### Named-object pointing records
>>>
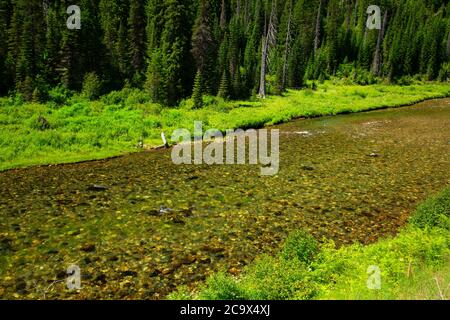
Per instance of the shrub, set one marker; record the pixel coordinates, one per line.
(59, 95)
(222, 287)
(300, 245)
(435, 212)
<<<
### Do this
Recast the lines of the records above as a Markdown table with two columns, Row and Line, numbering each line and skipping blank lines. Leave the pictures out of the table.

### Answer to this problem
| Row | Line |
|---|---|
| 1 | Per instance of the shrub, set one marker; record the pixel coordinates, one per line. |
| 2 | (59, 95) |
| 3 | (222, 287) |
| 4 | (300, 245) |
| 5 | (435, 212) |